* WORK TO DO
In the data that follows, find the line containing "If you could identify the steel"; then quote that line and every line after it, exactly, through the last one.

* Saved data entries
##########
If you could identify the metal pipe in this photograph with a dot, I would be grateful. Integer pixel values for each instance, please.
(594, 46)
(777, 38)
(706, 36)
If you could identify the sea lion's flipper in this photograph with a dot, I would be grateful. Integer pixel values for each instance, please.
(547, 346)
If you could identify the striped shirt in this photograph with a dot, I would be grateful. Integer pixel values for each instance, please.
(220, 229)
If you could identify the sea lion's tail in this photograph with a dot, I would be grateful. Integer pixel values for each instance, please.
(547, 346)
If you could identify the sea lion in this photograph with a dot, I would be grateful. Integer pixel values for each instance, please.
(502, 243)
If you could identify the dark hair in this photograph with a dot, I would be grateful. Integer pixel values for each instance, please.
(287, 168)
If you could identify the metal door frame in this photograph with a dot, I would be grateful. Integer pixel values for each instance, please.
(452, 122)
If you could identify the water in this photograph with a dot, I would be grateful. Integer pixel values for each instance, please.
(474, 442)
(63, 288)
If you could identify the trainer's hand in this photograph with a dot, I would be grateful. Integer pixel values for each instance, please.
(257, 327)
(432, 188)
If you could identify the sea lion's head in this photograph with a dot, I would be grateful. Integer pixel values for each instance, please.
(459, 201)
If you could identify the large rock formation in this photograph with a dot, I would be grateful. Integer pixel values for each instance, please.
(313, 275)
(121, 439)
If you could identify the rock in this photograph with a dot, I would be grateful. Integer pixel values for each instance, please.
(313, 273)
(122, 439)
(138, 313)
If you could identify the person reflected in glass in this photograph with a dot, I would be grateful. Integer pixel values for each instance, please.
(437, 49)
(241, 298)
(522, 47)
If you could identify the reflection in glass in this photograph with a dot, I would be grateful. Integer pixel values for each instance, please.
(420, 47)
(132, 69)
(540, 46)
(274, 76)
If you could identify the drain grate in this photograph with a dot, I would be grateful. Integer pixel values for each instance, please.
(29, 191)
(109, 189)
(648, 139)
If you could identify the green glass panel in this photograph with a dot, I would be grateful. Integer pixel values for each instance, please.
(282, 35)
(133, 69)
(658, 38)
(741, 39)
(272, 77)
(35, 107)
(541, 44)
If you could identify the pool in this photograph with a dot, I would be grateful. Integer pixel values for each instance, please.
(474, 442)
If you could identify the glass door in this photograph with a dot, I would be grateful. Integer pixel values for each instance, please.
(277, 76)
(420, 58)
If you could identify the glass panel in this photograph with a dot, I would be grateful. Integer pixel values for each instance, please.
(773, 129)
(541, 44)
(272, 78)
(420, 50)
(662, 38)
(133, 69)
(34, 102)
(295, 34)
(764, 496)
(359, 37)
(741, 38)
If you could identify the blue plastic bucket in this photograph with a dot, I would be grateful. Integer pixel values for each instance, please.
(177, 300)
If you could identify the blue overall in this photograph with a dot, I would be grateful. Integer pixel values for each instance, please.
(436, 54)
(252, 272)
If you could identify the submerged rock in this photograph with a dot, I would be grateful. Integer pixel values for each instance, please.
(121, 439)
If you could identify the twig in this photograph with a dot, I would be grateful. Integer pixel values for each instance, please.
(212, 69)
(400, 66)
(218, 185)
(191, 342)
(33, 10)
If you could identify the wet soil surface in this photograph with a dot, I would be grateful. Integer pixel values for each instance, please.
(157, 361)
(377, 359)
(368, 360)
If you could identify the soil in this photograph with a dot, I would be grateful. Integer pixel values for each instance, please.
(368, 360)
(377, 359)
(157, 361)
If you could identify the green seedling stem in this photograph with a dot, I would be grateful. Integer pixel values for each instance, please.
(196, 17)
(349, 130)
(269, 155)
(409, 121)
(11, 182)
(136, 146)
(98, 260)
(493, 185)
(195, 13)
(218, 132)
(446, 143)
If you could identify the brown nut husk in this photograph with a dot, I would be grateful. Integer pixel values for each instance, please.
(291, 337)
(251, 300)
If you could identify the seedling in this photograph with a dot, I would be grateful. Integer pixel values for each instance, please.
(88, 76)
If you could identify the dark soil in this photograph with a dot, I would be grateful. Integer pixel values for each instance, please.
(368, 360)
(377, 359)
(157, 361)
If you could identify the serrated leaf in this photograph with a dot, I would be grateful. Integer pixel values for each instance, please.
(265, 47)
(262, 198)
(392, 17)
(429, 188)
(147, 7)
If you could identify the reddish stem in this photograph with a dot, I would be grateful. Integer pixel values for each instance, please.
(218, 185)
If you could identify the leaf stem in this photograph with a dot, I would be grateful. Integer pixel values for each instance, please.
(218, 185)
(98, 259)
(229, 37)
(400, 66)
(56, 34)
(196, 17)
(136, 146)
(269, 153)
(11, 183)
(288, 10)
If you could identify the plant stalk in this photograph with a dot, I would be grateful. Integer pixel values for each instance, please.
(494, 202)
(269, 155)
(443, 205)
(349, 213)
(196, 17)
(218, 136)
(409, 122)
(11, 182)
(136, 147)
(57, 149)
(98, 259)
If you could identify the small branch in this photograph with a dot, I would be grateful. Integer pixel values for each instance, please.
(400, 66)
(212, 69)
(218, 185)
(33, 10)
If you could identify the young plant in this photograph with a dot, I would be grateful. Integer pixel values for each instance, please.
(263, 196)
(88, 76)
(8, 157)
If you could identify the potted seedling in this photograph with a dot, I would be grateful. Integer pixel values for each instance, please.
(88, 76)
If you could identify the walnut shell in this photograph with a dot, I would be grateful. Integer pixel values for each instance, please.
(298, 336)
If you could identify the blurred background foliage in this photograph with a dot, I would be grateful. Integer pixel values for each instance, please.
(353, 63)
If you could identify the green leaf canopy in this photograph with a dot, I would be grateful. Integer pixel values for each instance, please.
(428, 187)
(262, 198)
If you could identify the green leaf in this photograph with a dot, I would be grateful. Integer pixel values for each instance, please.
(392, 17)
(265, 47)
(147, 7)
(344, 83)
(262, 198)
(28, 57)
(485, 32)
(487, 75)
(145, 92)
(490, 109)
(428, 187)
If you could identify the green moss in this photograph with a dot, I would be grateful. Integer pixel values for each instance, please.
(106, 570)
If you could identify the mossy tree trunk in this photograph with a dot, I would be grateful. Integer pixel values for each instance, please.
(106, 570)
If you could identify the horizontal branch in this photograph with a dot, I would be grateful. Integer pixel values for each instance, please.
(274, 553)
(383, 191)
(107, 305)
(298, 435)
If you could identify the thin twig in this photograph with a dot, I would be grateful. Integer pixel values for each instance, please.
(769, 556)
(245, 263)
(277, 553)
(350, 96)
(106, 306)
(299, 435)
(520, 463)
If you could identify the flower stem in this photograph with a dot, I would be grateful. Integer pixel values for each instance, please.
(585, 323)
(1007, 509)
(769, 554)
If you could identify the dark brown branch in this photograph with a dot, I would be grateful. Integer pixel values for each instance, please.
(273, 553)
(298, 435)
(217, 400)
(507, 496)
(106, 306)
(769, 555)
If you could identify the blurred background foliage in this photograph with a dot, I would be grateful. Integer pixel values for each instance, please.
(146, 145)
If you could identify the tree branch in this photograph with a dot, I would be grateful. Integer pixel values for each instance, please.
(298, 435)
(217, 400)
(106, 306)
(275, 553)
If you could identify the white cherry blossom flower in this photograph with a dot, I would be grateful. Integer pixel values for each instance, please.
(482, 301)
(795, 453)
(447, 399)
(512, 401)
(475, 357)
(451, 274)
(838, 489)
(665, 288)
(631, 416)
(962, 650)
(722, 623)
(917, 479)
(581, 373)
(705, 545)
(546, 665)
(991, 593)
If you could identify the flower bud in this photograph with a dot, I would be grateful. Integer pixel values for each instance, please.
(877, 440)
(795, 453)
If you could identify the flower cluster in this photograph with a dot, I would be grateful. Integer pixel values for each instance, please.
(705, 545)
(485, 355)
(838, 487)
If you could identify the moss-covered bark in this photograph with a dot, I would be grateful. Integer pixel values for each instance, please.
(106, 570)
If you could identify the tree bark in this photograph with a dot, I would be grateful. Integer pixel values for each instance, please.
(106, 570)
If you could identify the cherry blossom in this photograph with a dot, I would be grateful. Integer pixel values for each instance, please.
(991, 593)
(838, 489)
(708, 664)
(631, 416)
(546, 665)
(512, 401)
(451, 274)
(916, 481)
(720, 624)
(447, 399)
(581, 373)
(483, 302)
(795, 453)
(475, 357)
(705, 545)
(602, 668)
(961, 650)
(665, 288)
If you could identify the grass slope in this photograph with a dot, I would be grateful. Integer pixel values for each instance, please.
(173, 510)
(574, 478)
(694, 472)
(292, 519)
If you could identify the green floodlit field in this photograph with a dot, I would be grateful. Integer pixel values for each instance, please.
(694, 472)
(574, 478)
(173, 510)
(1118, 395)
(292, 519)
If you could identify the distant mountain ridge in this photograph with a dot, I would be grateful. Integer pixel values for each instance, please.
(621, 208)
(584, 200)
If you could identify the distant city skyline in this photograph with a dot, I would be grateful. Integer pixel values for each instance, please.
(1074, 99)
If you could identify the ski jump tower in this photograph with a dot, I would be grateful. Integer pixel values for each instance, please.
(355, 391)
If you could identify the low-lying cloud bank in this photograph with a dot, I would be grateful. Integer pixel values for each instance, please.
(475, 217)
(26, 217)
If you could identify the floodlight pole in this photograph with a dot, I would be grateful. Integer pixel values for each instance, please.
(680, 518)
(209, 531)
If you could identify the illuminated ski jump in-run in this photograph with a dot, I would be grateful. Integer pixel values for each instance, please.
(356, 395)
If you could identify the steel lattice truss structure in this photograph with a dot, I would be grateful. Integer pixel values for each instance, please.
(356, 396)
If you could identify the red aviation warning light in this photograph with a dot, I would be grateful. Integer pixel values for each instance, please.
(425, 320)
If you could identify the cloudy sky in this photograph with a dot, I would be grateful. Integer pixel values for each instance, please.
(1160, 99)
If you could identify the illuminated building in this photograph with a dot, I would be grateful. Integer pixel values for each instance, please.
##########
* PROBLEM SOLUTION
If you could identify the steel lattice truss structure in this photograph with a dot, I would be grateful. Integer pixel values for each instance, please.
(356, 396)
If you could identify the red aviation warning light in this photograph with a dot, I would be grateful. Integer pixel values for each instance, please.
(425, 320)
If you could identify the cloudy sky in this photograph with a dot, I would be grateful. Integer pixel values for each instance, please.
(1160, 99)
If you could identify the illuminated building in this photograph with a dot, I would be grateful. Integer pixel values for each instance, please.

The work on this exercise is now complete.